* _AIM OF THE EXERCISE_:
Extract each record and reproduce it exactly.

(Collected data entries)

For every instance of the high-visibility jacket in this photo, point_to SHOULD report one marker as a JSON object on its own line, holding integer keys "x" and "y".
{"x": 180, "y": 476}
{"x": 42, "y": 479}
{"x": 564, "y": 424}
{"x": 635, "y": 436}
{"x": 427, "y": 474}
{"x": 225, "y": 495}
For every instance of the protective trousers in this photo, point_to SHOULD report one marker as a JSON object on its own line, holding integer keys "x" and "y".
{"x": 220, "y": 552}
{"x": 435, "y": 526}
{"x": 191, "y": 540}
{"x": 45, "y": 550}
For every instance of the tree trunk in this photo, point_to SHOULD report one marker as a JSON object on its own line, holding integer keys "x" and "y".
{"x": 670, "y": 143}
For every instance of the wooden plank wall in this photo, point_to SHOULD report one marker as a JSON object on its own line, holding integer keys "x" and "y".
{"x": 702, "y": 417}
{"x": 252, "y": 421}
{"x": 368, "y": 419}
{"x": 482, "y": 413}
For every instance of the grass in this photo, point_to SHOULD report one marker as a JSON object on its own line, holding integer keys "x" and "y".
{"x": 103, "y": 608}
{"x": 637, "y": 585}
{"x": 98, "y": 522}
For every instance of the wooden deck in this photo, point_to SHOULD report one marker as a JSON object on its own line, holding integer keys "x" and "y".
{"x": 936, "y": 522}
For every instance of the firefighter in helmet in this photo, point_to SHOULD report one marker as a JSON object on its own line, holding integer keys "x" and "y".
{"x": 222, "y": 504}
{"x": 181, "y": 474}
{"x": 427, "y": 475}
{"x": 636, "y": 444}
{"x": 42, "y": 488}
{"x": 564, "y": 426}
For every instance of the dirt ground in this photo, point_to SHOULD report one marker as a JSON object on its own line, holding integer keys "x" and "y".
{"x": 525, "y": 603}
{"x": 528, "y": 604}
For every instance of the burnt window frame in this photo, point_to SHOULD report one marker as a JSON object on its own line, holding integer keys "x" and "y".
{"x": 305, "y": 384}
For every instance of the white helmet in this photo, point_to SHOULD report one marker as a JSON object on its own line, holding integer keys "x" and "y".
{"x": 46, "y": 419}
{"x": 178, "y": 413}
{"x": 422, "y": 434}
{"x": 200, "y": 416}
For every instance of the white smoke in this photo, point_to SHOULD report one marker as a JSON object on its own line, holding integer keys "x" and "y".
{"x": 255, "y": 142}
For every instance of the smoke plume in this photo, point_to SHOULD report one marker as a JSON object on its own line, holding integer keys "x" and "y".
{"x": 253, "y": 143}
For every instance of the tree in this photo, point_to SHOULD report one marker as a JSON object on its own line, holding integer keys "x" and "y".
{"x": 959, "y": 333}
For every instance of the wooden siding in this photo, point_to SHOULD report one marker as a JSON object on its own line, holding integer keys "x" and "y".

* _SOLUTION TO THE EXERCISE_:
For every instance of the high-visibility jacket in this photo, point_to SHOULD report one marker as a JSON object on its own line, holding integer keys "x" and "y".
{"x": 180, "y": 476}
{"x": 42, "y": 479}
{"x": 564, "y": 424}
{"x": 635, "y": 436}
{"x": 427, "y": 474}
{"x": 225, "y": 495}
For every instance of the protective trousers in this photo, point_to SHOULD report one marker as a JSON object on its own line, holding integer keys "x" and "y".
{"x": 220, "y": 552}
{"x": 435, "y": 526}
{"x": 191, "y": 540}
{"x": 45, "y": 550}
For every instance of the tree trunk in this photo, point_to SHOULD report one marker as a JSON object on its own line, holding integer keys "x" and "y".
{"x": 670, "y": 143}
For every instance of the wooden plank wall in this photo, point_to SHOULD report one marker as a JSON object on its own line, holding integer keys "x" and "y".
{"x": 702, "y": 417}
{"x": 252, "y": 421}
{"x": 368, "y": 419}
{"x": 482, "y": 413}
For every instance of the grass in this photo, point_to SHOULD report one marker as a JSON object on its own line, holding integer keys "x" and "y".
{"x": 103, "y": 608}
{"x": 637, "y": 585}
{"x": 98, "y": 522}
For every instance of the wooden deck in this photo, point_to SHOULD report one marker as a JSON object on its own line, holding integer keys "x" and "y".
{"x": 936, "y": 522}
For every instance of the firefighter in helmet in this photo, point_to SHOULD report one marker as a JSON object on its own line, holding integer keys "x" and "y".
{"x": 222, "y": 504}
{"x": 181, "y": 474}
{"x": 427, "y": 475}
{"x": 636, "y": 444}
{"x": 42, "y": 488}
{"x": 564, "y": 426}
For every instance of the dirt ground in this photo, point_to SHOULD report one marker as a JSON object on its own line, holding integer keys "x" and "y".
{"x": 525, "y": 603}
{"x": 528, "y": 604}
For every instance of the burnt window frame in this photo, point_to SHOULD report one marker as a JSON object on its own line, holding integer keys "x" and "y".
{"x": 305, "y": 384}
For every instance of the white helmet in this photo, point_to SHOULD report one marker as a JSON object on its own line, holding integer keys "x" and "y".
{"x": 46, "y": 419}
{"x": 178, "y": 413}
{"x": 422, "y": 434}
{"x": 200, "y": 416}
For every instance of the white smoke in this photo, point_to SHOULD report one marker as a JSON object on its own line, holding integer keys "x" and "y".
{"x": 255, "y": 142}
For every instance of the smoke plume in this photo, point_to SHOULD report one marker as a JSON object on its own line, holding integer keys "x" and "y".
{"x": 253, "y": 143}
For every instance of the tree in this photo, point_to SHOULD report one marker as a JSON object on its own line, holding integer keys "x" and "y".
{"x": 959, "y": 333}
For every instance of the wooden siding in this photo, point_to SHOULD report one marker as a JSON object on its own line, holding integer keys "x" and "y".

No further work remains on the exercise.